◆ **THE TASK**: Type the entries out again exactly as they read, but leave every picture behind.

◆ **Dataset entries**:
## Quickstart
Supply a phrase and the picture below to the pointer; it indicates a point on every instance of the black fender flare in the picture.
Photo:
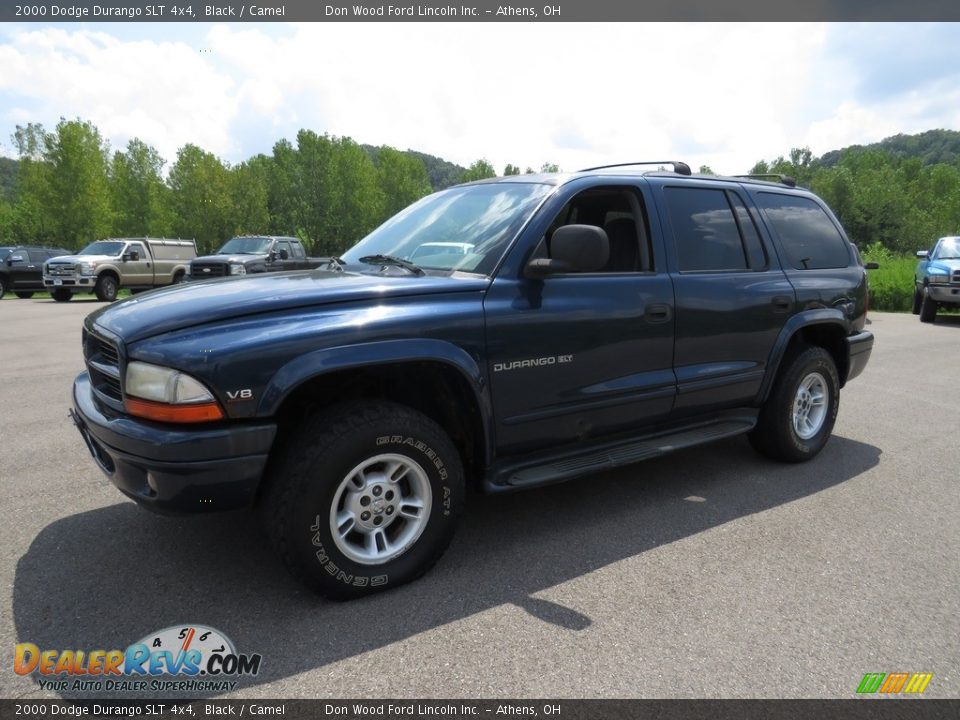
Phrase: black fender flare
(387, 352)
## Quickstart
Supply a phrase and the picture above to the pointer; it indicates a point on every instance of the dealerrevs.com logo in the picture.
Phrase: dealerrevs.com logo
(201, 658)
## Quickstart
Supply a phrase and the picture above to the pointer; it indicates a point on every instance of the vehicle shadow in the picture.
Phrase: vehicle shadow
(106, 578)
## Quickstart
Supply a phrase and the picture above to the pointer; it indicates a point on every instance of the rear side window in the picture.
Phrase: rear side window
(808, 236)
(705, 230)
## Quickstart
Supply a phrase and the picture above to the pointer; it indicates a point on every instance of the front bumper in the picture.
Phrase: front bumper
(859, 347)
(168, 468)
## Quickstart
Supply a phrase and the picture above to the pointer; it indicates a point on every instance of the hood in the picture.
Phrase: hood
(74, 259)
(230, 258)
(206, 301)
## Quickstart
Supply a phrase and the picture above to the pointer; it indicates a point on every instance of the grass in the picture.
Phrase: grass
(891, 287)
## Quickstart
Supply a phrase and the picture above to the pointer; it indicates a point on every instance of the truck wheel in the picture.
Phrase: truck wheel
(928, 308)
(797, 419)
(363, 498)
(106, 288)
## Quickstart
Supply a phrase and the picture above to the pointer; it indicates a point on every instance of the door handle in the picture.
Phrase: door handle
(782, 304)
(658, 312)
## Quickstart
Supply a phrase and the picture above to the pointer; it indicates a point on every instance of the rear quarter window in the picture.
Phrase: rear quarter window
(807, 234)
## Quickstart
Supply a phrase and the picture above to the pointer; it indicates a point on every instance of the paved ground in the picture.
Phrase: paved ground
(709, 573)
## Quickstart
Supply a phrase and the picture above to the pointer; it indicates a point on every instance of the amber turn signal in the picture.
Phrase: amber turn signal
(162, 412)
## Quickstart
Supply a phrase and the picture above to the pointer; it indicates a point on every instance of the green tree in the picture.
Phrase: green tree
(403, 179)
(79, 192)
(201, 198)
(479, 170)
(249, 182)
(140, 198)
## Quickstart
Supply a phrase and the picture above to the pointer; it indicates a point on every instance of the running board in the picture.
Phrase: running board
(515, 477)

◆ **ANSWER FOR THIS EXERCISE**:
## Quickstart
Supply a phrase and the picture below to the pointer; it indicates a point on every instance of the black fender flare in the picture.
Photo:
Phrase: black fender flare
(387, 352)
## Quickstart
Supply a phrase and the picture above to the pointer; it indicates a point on every instance of the dealerrevs.com logo in the picture.
Phrase: dealerrevs.com logo
(201, 658)
## Quickstart
Supply a phrase and the picture above to the pointer; it indicates a point on every instance of the vehicle shadow in the picture.
Phrase: vehicle shadow
(106, 578)
## Quickstart
Supply a phrase and the picture above to the pointer; it indicates a point on every instance of the rear side window in the picture.
Phrase: rear side window
(808, 236)
(705, 230)
## Quickstart
Supply a phrase and the picture above to the pointer; it indicates a point on every instance of the front bumper in the picture.
Phrase: front bumper
(859, 347)
(168, 468)
## Quickstart
Supply a phrase and the picture above to the pointer; it indicates a point on every instance of the hood in the picture.
Phrase: hood
(74, 259)
(230, 258)
(206, 301)
## Quickstart
Supply a phrase and the picture above to the pointer; it indicates a point on every instance of the grass in the picture.
Phrase: grass
(891, 287)
## Quickstart
Supply a phrase and the picture above to the pointer; it indicates a point on every instance of the truck wheel in the picture.
Phrase: truck wheel
(928, 308)
(797, 419)
(363, 498)
(106, 288)
## Quickstart
Supply a phrase and the picture above to the pointer; it indicates a point on every instance of the door handle in the picture.
Phrase: door handle
(782, 304)
(658, 312)
## Quickstart
Supply a phrase and the picture above to the pointer; it indicates a point on every instance of the rear quarter window in the picture.
Phrase: rear quarter window
(807, 234)
## Quickstart
Supply a phrase and the picture above to the pointer; it indicates a point on every instance of the paved ground in the picture.
Phrase: paved ground
(709, 573)
## Quickstart
Supply a phrase and the picture above to the pointer; it indicates a point on every instance of the amber turn signal in the picture.
Phrase: amber turn signal
(162, 412)
## Quickstart
Supply a phrase and the picture above to the pointer; it indicates a point on every instance of the green tree in the picture.
Phrase: green tree
(403, 179)
(79, 192)
(201, 198)
(479, 170)
(249, 182)
(140, 198)
## Quickstart
Supply a phrase and the picture above to the pointer; it indicates a point on every instance of the running board in the picture.
Phrase: running board
(515, 477)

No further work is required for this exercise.